Document segment:
[BEGIN]

What follows here is the addition to the Yom Kippur service that I will be doing around the time of Yizkor, the memorial service:

On October 6, 1973 — Yom Kippur Egypt and Syria opened a coordinated surprise attack against Israel. The equivalent of the total forces of NATO in Europe were mobilized on Israel's borders. On the Golan Heights , approximately 180 Israeli tanks faced an onslaught of 1,400 Syrian tanks. Along the Suez Canal, fewer than 500 Israeli defenders were attacked by 80,000 Egyptians.

Golda Meir addressed her shocked nation:

Citizens of Israel,

Shortly before two pm today, the armies of Egypt and Syria opened an offensive against Israel, launching a series of air, armoured and artillery attacks in Sinai and on the Golan Heights. The Israel Defense Forces have entered the fight, and are beating back the assault. The enemy has suffered grave losses.

The rulers of Egypt and Syria have long planned this violation of the cease-fire. Contemptibly, the aggressors are now spreading the falsehood that it was Israel that opened fire. But the responsibility for the renewal of the fighting and for the bloodshed lies with them alone.

[END]

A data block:
[BEGIN]

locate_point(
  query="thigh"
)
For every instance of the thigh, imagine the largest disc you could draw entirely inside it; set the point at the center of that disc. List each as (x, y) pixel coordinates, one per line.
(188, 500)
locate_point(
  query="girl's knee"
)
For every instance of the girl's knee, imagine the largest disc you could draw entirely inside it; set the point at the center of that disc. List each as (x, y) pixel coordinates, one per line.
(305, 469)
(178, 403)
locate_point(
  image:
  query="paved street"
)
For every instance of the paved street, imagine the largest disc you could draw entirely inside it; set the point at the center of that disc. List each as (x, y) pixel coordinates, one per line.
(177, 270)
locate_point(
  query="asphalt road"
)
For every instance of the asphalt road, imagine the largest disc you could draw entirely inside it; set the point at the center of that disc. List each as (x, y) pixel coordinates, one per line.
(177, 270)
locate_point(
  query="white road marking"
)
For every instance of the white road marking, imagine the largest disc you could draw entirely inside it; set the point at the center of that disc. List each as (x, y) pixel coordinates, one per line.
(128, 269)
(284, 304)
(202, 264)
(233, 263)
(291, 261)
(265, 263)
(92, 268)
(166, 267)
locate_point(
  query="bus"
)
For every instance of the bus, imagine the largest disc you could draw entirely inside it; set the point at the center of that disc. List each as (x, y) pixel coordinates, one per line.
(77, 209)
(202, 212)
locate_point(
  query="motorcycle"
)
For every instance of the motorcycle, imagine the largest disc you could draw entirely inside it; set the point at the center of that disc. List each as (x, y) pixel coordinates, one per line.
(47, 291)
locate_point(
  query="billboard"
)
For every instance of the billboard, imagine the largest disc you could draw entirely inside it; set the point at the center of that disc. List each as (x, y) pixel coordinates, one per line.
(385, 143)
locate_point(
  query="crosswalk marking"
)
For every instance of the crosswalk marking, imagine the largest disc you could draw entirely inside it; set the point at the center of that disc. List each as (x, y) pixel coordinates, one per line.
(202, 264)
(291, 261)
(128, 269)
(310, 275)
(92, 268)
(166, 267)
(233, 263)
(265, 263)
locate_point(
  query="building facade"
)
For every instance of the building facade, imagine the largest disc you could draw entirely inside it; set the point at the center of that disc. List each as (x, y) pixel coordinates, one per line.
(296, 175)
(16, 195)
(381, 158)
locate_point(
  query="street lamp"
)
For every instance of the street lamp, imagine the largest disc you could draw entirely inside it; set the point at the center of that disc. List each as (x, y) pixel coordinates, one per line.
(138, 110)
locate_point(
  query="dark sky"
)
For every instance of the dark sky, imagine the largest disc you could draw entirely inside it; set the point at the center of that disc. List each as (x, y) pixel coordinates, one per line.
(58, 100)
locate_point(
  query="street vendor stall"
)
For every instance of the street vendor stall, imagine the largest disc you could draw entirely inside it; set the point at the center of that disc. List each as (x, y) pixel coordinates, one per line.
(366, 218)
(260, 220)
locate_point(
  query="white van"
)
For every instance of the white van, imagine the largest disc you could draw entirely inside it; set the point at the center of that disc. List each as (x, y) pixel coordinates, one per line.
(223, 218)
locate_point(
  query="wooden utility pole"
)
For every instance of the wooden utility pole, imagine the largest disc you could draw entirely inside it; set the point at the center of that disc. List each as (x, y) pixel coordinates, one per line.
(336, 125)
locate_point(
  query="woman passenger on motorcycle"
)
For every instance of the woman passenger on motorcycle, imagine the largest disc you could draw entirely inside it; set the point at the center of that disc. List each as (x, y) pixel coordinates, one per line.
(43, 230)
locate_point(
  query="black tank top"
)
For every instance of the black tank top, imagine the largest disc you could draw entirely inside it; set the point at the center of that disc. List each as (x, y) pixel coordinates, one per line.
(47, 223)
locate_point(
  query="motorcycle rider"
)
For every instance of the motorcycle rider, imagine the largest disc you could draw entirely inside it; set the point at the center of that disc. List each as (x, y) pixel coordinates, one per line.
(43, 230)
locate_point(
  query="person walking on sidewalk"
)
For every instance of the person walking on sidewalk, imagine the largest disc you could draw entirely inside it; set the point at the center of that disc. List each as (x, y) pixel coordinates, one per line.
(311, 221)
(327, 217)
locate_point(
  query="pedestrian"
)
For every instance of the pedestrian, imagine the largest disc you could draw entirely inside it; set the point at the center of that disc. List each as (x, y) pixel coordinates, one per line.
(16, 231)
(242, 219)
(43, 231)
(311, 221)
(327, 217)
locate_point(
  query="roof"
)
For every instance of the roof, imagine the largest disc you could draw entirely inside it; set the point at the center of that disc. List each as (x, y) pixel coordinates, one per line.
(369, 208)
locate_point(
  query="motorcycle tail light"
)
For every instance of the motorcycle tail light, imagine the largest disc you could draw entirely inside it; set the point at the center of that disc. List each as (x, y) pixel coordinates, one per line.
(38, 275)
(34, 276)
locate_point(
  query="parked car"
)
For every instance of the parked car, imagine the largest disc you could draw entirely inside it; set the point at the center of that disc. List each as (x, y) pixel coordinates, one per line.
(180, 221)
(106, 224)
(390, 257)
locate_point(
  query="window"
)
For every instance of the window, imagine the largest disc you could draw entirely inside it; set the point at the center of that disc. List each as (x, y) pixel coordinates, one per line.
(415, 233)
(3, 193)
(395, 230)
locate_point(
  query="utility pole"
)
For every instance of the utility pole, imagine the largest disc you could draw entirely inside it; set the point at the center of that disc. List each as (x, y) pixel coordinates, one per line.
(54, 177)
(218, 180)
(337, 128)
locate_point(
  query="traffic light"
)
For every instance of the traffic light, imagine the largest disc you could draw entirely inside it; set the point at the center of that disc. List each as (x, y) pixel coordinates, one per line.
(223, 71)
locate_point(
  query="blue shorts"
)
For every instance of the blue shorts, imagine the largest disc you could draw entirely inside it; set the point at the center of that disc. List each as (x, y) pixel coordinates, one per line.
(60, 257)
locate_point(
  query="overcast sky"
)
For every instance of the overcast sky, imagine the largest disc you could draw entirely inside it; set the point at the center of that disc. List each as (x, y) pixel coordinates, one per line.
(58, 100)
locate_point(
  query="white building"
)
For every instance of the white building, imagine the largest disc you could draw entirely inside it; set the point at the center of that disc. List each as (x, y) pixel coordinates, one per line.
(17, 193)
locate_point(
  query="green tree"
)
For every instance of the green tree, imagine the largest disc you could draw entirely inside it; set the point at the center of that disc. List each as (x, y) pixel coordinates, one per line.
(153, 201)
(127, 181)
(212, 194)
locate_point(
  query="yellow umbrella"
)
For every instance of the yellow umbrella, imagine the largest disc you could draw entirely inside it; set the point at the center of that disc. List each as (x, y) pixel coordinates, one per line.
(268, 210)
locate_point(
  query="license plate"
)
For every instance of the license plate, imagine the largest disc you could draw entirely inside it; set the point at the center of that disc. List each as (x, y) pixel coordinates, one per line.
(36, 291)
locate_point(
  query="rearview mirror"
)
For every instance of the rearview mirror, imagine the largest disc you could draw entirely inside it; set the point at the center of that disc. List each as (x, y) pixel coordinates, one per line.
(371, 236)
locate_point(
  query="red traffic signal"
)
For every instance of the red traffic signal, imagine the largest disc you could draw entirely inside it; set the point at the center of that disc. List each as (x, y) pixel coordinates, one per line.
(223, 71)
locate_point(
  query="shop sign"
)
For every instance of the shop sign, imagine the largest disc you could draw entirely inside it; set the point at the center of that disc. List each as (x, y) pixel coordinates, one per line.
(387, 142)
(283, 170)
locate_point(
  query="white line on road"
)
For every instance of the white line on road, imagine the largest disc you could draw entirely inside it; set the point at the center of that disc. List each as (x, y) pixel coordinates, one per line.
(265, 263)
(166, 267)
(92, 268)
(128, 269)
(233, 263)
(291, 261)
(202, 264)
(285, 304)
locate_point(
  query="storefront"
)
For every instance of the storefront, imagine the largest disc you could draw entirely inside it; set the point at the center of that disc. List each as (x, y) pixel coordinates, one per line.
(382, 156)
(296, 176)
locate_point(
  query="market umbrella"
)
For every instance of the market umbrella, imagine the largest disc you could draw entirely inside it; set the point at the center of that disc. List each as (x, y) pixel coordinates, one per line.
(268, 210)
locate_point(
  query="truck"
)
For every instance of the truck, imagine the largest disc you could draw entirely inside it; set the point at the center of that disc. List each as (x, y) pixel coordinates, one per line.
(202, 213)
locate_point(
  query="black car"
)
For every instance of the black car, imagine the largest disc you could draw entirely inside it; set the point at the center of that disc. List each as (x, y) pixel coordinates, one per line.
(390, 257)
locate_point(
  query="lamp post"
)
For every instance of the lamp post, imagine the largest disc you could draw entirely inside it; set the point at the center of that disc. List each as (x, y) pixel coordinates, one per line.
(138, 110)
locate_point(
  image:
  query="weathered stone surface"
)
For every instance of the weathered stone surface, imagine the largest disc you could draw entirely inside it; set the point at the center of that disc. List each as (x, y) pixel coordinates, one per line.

[END]

Tasks for this exercise:
1) Reproduce word for word everything in the Yom Kippur War passage from "On October 6, 1973" down to "by 80,000 Egyptians.".
2) Report every line of the records that contains the string "post", treating uppercase and lowercase letters as different.

Answers by task:
1)
On October 6, 1973 — Yom Kippur Egypt and Syria opened a coordinated surprise attack against Israel. The equivalent of the total forces of NATO in Europe were mobilized on Israel's borders. On the Golan Heights , approximately 180 Israeli tanks faced an onslaught of 1,400 Syrian tanks. Along the Suez Canal, fewer than 500 Israeli defenders were attacked by 80,000 Egyptians.

2)
  query="lamp post"
For every instance of the lamp post, imagine the largest disc you could draw entirely inside it; set the point at the center of that disc. List each as (x, y) pixel coordinates, one per line.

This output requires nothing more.